The Human Destruction from Hurricane Florence

The Human Destruction from Hurricane Florence

Assessment:
Jedediah Purdy, the author of this article, is currently a teacher at Duke University and is the author of the book “After Nature.” The New Yorker, which published the article, also publishes a variety of media from political journalism to poetry and news related cartoons. Their main audience is New Yorkers, but they produce content for a large amount of the country’s population. The New Yorker publishes mainly liberal views with accurate views on current events.
Summary:
At least 32 people are dead because of Hurricane Florence; North Carolina alone received thirty inches of rainfall and the roads leading to the coastal town of Wilmington are flooded, leaving all those that chose not to evacuate stranded. Michael Regan, the state’s Secretary of Environmental Quality, reported multiple flooded lagoons, or extremely confined spaces in which farm animals are forced to live--and defecate. The rainfall that lands in or around these meat factories will spread the animals’ waste into other fields, rivers, and even the Pacific Ocean.
Analysis:
The article begins with basic information about the hurricane’s destruction; how many inches of rainfall was received, the status of multiple rivers that flow near major cities, and the current death toll. The next paragraph is about how his hometown, Durham, responded to the upcoming threat. Residents of the town closed their shops, shut down schools and Universities, and left grocery store shelves empty in preparation, if they did not already evacuate that is. Purdy goes on about what he calls “disaster planning,” and how the second half of this disaster is the damage that will be done to infrustructures.
The most damaging structures are the ones that belong to the meat industry and hold millions of animals. Sanderson Farms alone lost 1.7 million birds who lost their lives drowning in their barns while their owners were nowhere to be seen. As stated in the summary, the water leaving facilities like this will spread animal waste and anything else these animals have to share. Sadly, predominantly poor and black communities will probably face the worst consequences of the toxic contamination.
Opinion:
While a few paragraphs in the article did seem a bit out of place, like the two about Purdy’s hometown, Durham, the article remains on focus of the aftermath of Hurricane Florence. I really appreciated the information regarding the meat industry’s legal protections; Purdy states, “the pork industry is rich and politically influential, and in the past two years the state legislature has changed state law to protect hog operations from suits by neighbors whose health and property are damaged by pollution” (2018). Reading about millions of animals’ lives being lost, not to the meat industry but because the industry’s cages around the animals, infuriated me. Lives being lost upsets me, but when there’s no reason for them to die, my heart is left raging and heartbroken.

(Phrase grounding data)
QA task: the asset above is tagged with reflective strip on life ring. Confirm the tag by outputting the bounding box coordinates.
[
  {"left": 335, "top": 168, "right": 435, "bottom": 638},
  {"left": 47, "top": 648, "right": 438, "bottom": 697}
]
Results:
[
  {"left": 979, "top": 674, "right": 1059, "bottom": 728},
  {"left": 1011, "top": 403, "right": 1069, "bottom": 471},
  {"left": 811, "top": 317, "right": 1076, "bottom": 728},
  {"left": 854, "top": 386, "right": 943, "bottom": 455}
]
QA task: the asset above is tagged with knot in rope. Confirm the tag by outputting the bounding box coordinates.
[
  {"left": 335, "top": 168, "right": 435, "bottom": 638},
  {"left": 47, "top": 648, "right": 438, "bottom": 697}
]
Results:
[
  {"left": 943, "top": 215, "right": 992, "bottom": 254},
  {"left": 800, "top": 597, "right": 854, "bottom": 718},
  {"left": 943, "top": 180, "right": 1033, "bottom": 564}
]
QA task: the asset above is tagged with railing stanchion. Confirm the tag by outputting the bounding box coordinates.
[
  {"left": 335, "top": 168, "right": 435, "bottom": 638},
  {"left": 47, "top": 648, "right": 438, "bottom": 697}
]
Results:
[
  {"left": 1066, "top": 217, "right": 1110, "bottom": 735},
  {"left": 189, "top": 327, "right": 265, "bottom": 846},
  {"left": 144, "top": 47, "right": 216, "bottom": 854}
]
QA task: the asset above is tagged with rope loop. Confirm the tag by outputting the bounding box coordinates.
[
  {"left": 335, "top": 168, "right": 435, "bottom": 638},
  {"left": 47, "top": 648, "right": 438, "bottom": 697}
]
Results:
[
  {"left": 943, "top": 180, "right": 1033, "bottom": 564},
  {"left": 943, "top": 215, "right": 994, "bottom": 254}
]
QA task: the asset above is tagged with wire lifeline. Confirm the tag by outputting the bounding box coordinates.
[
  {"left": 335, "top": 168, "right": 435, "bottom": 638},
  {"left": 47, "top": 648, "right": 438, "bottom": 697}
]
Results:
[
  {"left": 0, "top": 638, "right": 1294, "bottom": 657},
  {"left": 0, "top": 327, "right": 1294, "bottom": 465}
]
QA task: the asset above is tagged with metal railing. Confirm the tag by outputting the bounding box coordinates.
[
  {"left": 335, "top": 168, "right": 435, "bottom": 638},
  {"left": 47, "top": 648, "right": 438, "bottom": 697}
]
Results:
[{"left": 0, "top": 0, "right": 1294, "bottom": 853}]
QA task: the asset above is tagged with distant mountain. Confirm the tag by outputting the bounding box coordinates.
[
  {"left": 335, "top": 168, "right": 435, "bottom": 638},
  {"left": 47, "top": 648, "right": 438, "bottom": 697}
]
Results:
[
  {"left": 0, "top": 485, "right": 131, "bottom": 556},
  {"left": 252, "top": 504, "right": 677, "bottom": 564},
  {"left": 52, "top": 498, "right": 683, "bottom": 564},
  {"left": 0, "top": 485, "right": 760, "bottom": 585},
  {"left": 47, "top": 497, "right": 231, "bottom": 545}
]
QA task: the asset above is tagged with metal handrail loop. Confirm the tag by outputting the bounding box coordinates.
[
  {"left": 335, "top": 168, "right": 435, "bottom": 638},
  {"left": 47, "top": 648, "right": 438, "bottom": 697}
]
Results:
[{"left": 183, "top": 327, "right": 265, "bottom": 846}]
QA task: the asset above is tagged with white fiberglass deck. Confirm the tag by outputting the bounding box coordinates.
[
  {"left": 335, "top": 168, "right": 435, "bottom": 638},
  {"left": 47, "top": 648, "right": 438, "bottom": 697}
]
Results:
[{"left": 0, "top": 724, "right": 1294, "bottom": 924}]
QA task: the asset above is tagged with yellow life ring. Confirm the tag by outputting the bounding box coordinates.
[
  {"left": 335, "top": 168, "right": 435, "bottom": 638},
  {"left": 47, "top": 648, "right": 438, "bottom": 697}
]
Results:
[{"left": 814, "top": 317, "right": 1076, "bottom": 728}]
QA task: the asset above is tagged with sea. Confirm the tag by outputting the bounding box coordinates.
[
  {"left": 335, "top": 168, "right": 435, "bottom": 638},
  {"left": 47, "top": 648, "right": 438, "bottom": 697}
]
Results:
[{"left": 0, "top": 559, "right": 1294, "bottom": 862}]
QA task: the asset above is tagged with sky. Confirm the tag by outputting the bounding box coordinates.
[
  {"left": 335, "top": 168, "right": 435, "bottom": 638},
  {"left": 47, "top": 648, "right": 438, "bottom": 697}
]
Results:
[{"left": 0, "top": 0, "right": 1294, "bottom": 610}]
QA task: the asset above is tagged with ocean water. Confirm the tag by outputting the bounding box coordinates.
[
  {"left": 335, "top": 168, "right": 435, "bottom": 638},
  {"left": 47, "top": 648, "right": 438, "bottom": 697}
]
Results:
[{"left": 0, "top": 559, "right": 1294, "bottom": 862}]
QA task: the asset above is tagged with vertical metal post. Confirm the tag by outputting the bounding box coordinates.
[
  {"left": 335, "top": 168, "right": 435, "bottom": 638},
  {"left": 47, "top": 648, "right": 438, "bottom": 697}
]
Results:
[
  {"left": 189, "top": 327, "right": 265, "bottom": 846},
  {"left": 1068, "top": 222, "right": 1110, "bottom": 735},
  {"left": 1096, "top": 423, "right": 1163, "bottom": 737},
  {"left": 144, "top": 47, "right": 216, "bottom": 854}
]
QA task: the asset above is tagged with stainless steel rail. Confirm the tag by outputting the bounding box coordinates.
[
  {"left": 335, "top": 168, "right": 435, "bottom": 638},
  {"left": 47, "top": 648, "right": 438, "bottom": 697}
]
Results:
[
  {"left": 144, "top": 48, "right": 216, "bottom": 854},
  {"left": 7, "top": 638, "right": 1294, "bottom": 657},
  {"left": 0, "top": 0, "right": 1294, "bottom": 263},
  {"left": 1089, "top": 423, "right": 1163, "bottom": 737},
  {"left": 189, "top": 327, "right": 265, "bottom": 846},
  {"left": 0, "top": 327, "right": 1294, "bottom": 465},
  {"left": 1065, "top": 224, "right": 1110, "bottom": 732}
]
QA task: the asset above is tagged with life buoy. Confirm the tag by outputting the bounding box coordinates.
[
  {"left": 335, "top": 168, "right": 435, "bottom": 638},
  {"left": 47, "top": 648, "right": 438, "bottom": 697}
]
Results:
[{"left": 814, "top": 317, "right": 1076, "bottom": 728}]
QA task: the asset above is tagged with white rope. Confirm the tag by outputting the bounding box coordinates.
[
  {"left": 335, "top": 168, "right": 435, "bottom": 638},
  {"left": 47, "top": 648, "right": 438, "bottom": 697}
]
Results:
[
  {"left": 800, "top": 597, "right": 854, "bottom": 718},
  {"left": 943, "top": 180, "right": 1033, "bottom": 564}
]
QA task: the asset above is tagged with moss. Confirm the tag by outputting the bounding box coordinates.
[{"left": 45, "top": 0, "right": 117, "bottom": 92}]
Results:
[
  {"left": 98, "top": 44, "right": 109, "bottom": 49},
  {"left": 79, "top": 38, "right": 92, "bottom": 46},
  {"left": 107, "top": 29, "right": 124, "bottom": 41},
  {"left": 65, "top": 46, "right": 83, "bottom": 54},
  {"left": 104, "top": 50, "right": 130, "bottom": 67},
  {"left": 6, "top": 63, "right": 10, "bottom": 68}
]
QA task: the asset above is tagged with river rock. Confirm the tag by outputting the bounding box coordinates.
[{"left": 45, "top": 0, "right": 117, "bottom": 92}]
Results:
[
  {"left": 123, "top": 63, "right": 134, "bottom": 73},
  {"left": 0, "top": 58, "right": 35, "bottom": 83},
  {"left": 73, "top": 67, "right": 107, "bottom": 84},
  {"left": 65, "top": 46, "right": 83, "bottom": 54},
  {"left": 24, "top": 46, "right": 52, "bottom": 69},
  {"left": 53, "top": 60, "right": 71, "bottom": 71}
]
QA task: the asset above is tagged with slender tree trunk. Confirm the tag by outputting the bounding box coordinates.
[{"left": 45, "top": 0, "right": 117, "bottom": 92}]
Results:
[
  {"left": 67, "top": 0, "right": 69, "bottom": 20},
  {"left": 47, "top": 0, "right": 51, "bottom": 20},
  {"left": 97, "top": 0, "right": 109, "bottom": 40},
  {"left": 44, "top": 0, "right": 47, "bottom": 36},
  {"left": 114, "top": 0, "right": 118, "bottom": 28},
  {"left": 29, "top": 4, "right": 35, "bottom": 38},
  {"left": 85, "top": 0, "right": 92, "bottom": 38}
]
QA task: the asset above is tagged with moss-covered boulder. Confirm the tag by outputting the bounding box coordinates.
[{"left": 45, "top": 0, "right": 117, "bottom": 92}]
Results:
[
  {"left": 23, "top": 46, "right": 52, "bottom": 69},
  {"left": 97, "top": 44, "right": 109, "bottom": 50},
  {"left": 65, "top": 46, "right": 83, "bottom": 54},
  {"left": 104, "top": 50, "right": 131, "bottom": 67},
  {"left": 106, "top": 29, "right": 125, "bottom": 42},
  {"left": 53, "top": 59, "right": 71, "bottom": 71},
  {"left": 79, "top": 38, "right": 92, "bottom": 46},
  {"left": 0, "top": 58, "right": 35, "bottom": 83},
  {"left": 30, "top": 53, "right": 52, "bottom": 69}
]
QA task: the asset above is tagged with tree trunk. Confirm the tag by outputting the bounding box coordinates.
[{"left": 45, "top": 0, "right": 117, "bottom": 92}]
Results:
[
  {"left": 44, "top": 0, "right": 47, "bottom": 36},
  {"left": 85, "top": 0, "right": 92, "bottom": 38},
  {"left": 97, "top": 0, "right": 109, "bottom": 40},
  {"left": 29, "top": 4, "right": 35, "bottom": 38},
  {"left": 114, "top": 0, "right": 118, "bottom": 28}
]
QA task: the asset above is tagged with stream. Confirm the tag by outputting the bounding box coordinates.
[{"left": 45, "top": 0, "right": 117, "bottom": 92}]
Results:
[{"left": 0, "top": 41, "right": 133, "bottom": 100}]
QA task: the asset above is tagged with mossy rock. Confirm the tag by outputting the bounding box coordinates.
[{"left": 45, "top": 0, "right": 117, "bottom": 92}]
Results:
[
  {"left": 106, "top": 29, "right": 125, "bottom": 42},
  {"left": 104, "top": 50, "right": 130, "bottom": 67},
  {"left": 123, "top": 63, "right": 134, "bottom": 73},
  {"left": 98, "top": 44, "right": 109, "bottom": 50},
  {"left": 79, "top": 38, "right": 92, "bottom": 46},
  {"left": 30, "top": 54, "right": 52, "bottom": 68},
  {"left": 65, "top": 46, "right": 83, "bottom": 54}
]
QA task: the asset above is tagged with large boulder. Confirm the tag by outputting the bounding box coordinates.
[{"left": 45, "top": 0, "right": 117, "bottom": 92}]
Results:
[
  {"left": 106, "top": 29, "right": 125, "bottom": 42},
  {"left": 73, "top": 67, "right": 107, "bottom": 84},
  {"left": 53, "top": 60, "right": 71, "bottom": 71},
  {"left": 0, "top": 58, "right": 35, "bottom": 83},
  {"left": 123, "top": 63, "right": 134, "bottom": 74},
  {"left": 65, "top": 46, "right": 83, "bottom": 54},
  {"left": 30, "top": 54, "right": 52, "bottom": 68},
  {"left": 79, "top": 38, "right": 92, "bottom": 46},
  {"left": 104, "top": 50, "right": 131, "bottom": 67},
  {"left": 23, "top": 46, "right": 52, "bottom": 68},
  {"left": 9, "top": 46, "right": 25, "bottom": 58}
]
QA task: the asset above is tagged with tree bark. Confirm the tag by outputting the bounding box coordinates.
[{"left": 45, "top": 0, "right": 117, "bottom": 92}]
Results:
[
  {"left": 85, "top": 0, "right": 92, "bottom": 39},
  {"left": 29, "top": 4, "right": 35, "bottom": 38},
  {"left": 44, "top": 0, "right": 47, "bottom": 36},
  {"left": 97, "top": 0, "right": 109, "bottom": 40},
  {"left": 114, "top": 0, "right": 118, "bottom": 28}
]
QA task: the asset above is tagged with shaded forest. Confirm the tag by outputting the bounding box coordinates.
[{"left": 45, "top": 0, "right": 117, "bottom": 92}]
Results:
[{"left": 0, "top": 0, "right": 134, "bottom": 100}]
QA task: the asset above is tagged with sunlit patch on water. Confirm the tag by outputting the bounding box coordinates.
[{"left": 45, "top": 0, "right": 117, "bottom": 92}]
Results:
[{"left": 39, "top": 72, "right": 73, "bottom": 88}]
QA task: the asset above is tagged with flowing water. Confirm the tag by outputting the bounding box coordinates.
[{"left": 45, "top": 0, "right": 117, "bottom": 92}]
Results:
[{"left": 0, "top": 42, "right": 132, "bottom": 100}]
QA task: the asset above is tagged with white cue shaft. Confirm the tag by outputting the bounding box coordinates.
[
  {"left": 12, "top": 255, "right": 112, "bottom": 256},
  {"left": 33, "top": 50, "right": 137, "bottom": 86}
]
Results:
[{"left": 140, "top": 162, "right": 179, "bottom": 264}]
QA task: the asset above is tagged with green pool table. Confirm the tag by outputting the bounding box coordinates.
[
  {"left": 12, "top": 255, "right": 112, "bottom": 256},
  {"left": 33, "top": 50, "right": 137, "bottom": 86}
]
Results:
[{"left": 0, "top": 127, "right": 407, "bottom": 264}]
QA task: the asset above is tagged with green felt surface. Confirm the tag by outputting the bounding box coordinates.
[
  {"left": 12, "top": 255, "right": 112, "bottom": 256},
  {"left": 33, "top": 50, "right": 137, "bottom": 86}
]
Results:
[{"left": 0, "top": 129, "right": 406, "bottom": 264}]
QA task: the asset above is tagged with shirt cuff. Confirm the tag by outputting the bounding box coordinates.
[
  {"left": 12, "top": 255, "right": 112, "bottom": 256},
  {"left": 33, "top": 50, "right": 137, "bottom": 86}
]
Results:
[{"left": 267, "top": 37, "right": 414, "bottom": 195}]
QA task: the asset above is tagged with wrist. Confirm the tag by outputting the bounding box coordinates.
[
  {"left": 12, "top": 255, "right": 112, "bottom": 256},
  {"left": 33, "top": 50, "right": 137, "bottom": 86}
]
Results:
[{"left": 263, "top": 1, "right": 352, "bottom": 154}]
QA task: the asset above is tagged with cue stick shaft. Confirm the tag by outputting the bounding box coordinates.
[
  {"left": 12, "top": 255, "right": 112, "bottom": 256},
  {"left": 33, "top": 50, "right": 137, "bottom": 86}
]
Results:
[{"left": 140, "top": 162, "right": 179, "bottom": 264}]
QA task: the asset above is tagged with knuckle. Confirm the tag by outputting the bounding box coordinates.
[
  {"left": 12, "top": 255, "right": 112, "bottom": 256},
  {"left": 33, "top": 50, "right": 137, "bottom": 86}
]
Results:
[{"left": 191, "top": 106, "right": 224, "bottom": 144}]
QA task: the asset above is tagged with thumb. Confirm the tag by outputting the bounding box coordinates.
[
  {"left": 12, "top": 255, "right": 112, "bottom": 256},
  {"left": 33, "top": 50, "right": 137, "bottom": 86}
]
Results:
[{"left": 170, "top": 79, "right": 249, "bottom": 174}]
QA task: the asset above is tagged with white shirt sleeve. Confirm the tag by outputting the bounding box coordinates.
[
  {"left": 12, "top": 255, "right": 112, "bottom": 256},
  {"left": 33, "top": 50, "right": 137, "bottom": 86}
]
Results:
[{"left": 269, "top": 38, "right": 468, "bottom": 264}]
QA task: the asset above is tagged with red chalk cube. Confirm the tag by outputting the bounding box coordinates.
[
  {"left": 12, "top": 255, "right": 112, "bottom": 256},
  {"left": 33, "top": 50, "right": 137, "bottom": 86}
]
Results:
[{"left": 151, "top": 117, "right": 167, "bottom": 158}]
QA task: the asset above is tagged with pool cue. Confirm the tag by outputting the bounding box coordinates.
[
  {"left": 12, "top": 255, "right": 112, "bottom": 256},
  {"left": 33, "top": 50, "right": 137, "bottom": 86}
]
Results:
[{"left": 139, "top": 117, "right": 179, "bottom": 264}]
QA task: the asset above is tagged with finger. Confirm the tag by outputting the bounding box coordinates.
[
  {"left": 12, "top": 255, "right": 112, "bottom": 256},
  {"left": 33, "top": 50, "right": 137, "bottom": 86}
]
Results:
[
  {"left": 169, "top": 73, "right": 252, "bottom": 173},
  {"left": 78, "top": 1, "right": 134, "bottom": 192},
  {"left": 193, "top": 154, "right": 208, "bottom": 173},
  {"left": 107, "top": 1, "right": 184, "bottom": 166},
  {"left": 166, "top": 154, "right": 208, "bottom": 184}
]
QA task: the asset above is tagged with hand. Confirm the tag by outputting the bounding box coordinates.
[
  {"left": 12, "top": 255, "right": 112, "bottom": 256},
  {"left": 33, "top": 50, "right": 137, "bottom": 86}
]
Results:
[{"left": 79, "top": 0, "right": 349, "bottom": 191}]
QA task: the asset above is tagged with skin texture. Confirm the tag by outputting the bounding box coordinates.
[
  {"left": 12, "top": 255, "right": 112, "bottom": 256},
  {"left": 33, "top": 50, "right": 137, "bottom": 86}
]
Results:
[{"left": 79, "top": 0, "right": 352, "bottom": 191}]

**EXERCISE SET:**
1. Translate this sentence from the Hurricane Florence review into Spanish: "The most damaging structures are the ones that belong to the meat industry and hold millions of animals."
2. According to the Hurricane Florence review, how many birds did Sanderson Farms lose?

**SOLUTION LIST:**
1. Las estructuras más dañinas son las que pertenecen a la industria cárnica y albergan a millones de animales.

2. 1.7 million birds.